== Material for the task ==
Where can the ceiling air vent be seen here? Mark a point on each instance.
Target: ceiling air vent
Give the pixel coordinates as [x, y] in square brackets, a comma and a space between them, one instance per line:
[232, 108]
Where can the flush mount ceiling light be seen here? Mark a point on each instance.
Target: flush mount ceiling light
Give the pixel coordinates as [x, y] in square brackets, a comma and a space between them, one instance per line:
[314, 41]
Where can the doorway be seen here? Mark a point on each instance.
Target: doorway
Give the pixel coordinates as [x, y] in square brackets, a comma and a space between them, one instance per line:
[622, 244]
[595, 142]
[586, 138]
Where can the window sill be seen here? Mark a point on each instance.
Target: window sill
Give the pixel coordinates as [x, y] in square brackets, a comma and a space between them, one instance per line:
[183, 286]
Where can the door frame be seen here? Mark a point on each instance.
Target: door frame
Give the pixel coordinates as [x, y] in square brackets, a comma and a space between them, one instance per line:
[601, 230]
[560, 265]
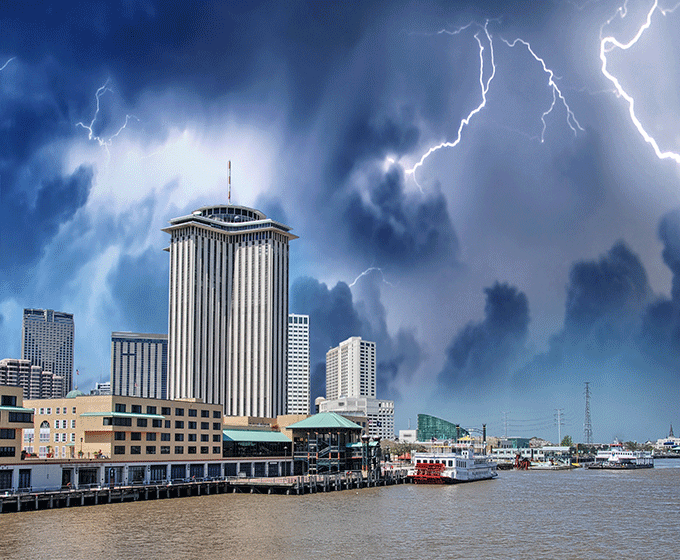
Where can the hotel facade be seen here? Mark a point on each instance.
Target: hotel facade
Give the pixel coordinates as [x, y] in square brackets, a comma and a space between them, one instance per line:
[228, 310]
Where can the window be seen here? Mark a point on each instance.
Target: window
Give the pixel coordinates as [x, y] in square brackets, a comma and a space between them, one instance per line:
[9, 400]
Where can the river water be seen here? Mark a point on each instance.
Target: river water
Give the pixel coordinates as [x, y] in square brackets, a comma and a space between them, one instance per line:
[520, 515]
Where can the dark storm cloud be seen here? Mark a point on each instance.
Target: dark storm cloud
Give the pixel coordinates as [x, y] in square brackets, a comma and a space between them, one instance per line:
[487, 350]
[139, 286]
[334, 316]
[399, 228]
[28, 225]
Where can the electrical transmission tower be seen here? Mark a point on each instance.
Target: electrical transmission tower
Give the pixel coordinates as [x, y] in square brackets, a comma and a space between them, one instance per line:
[587, 426]
[560, 422]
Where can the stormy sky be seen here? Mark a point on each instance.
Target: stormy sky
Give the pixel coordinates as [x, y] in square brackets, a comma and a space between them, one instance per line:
[489, 190]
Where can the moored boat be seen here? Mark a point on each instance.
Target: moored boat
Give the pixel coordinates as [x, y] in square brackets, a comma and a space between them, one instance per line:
[448, 466]
[616, 457]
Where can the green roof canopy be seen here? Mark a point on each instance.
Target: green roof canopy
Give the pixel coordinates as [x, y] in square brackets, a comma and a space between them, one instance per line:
[324, 421]
[254, 435]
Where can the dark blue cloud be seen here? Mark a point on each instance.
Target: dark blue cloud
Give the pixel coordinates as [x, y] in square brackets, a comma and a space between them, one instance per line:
[28, 225]
[487, 350]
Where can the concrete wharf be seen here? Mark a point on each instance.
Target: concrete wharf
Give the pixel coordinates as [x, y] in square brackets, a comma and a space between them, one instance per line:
[32, 500]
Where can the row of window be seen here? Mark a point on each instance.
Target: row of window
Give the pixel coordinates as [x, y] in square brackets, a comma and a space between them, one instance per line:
[166, 410]
[57, 410]
[164, 450]
[151, 436]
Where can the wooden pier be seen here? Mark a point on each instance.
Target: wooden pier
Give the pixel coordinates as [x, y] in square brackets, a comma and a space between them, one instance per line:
[31, 500]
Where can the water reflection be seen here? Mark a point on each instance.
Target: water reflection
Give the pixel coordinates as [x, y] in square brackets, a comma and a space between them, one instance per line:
[523, 515]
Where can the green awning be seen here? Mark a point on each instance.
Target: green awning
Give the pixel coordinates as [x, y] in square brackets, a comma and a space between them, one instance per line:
[254, 435]
[324, 421]
[124, 415]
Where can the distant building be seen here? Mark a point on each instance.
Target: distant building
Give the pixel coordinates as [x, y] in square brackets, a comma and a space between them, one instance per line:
[431, 427]
[139, 365]
[350, 369]
[379, 414]
[228, 309]
[298, 393]
[36, 383]
[101, 388]
[47, 341]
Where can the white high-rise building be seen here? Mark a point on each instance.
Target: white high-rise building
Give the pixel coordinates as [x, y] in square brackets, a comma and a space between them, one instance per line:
[47, 341]
[228, 309]
[298, 364]
[139, 365]
[350, 369]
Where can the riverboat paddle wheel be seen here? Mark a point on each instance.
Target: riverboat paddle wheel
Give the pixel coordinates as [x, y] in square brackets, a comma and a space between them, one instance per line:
[428, 473]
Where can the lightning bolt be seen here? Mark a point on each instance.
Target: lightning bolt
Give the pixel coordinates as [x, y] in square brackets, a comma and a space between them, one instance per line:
[557, 93]
[104, 142]
[484, 86]
[6, 63]
[608, 44]
[369, 270]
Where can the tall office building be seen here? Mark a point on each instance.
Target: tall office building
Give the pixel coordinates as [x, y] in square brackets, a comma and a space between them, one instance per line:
[139, 365]
[228, 309]
[350, 369]
[47, 341]
[36, 383]
[298, 364]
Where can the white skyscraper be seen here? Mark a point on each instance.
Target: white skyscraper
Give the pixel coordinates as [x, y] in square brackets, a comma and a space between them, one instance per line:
[298, 364]
[47, 341]
[139, 365]
[350, 369]
[228, 309]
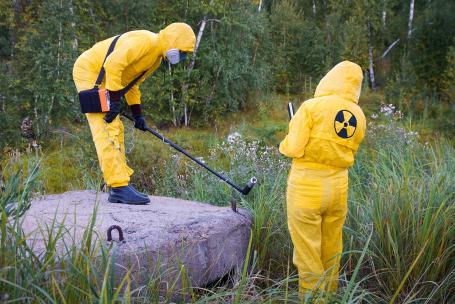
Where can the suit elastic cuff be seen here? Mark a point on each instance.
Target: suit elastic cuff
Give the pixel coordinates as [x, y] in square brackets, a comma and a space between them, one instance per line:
[136, 110]
[115, 95]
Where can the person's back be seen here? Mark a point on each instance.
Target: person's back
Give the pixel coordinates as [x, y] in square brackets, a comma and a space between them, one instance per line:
[323, 138]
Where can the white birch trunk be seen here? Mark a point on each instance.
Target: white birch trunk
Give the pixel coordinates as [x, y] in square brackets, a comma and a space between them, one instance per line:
[411, 17]
[190, 69]
[73, 26]
[370, 59]
[390, 48]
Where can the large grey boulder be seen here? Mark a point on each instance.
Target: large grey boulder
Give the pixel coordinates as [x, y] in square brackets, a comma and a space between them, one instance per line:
[165, 238]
===
Note every line above where the string "facade" shows up, and copy those lines.

Where can the hotel facade be seen here? Mark a point on each instance.
Target: hotel facade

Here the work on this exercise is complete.